__What you are asked to do__.
Copy the entries below word for word, keeping every line in its original order.

__Available data__.
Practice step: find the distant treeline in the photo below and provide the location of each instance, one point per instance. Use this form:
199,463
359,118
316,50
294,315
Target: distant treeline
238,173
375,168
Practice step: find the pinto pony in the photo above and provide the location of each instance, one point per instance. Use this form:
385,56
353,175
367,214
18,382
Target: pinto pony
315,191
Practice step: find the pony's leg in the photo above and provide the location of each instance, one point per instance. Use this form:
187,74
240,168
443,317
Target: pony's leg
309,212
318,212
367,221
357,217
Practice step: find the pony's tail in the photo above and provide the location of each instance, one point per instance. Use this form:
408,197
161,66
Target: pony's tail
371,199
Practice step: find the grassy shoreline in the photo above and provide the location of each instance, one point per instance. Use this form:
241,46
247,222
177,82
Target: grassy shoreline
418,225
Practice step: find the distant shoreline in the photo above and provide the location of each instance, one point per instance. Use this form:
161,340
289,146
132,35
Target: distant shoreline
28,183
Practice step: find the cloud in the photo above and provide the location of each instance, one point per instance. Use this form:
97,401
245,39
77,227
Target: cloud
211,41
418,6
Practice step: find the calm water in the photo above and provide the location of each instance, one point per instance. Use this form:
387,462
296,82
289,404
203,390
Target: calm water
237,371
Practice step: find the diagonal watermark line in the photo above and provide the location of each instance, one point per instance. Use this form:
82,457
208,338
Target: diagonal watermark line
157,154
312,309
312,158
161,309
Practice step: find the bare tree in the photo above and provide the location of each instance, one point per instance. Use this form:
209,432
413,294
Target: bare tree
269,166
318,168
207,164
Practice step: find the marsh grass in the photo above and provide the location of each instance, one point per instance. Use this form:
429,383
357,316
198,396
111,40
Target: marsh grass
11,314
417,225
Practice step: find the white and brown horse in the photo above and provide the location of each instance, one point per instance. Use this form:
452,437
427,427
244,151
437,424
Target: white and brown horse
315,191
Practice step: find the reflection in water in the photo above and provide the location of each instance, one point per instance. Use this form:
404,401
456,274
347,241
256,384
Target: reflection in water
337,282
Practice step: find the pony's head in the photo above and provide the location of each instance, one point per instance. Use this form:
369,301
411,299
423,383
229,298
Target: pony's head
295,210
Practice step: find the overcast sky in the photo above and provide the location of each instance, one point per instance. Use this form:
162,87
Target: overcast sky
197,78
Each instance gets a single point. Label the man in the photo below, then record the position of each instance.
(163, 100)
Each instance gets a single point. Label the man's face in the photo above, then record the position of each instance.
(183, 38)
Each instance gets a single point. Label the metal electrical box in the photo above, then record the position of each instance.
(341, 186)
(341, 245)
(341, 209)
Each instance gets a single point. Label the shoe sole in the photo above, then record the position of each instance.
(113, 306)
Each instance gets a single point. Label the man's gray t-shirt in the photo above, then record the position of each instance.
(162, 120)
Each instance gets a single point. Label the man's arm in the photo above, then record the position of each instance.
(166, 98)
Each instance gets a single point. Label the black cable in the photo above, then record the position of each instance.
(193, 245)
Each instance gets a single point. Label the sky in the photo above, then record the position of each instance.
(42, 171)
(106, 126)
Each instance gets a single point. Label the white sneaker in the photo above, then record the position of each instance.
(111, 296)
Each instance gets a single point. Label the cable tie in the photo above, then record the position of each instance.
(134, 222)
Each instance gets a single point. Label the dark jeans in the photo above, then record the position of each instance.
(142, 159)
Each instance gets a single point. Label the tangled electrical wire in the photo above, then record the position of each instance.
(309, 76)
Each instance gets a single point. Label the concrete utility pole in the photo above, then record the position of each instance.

__Response to the exercise__.
Practice step: find the distant treeline in the photo below and provide the location of each instance, one point per instance. Use this form:
199,463
359,118
316,50
294,315
Target: distant treeline
238,173
375,168
Practice step: find the pinto pony in the photo above and provide the location of each instance, one point per instance. Use this form:
385,56
353,175
367,214
18,382
Target: pinto pony
315,191
Practice step: find the pony's leg in the photo above and provide the location of each instance, one point per instance. Use this form:
187,74
240,168
443,317
Target: pony's leg
309,212
318,212
367,221
357,217
Practice step: find the pony's tail in the photo above and provide the location of each instance, one point per instance. Use this form:
408,197
161,66
Target: pony's tail
371,199
Practice step: find the grassy shoreline in the photo above and provide the location of each instance, one point per instance. Use this form:
241,46
247,222
177,82
Target: grassy shoreline
418,225
Practice step: find the distant shoreline in the photo above and provide the location of each instance, one point per instance. Use this form:
161,340
289,146
132,35
Target: distant shoreline
28,183
Practice step: find the cloud in the photo above and provide the location of each instance, one point per instance. Use this form:
97,401
245,39
77,227
Target: cloud
211,41
418,6
Practice step: find the calm water in the photo above and provide the location of each instance, one point per instance. Use this form:
387,462
296,82
289,404
203,390
Target: calm water
237,371
Practice step: find the diagonal watermark line in the photo above and provide the location of each instance, one point per instance. Use this form:
82,457
208,338
Target: diagonal watermark line
157,154
312,309
312,158
161,309
Practice step: find the bare tree in the photo above and provide the location of each instance, one point per instance. Use this form:
209,432
413,294
Target: bare tree
269,166
318,168
207,164
Practice step: find the marsh grass in the photo above and provide the location of each instance, one point per instance. Use this form:
429,383
357,316
198,396
111,40
Target: marsh grass
11,314
417,225
Practice step: find the white and brown horse in the photo above and provide the location of each instance, one point per instance. Use this form:
452,437
427,427
244,151
437,424
Target: white and brown horse
315,191
Practice step: find the reflection in water in the photo above and provide the location of each instance, one point per instance. Use this form:
404,401
456,274
347,241
256,384
Target: reflection in water
337,282
Practice step: find the pony's head in the photo above and provide the location of each instance, one point per instance. Use this form:
369,301
411,299
423,383
229,298
Target: pony's head
295,210
Practice step: find the overcast sky in the photo above and provide the location of each instance, one point per instance. Use this form:
162,87
Target: overcast sky
197,78
Each instance gets a single point. Label the man in the photo below, then record the position of each instance.
(163, 100)
Each instance gets a single point. Label the man's face in the photo above, then record the position of each instance.
(183, 38)
Each instance gets a single point. Label the metal electrical box in the photo above, then record the position of each instance.
(341, 186)
(341, 245)
(341, 209)
Each instance gets a single point. Label the shoe sole in the photo above, then record the position of each instance.
(113, 306)
Each instance gets a single point. Label the man's gray t-shirt in the photo above, then record the position of each instance.
(162, 120)
Each instance gets a single point. Label the man's arm in the photo above, then record the position of each instance.
(166, 98)
Each instance gets a single point. Label the black cable in the photo above, then record the position of each instance.
(193, 245)
Each instance gets a single point. Label the sky in the photo above, then record the position of each instance.
(42, 171)
(106, 126)
Each instance gets a single point. Label the white sneaker in the photo above, then record the position of each instance.
(111, 296)
Each instance gets a single point. Label the cable tie in the photo above, then record the position of each instance.
(134, 222)
Each instance gets a single point. Label the dark jeans in the photo above, then record the position of each instance.
(142, 159)
Each instance gets a single point. Label the tangled electrical wire in the photo above, then record the position of each instance.
(309, 76)
Each instance gets a single point. Label the concrete utility pole in the photo above, then record the position of each instance.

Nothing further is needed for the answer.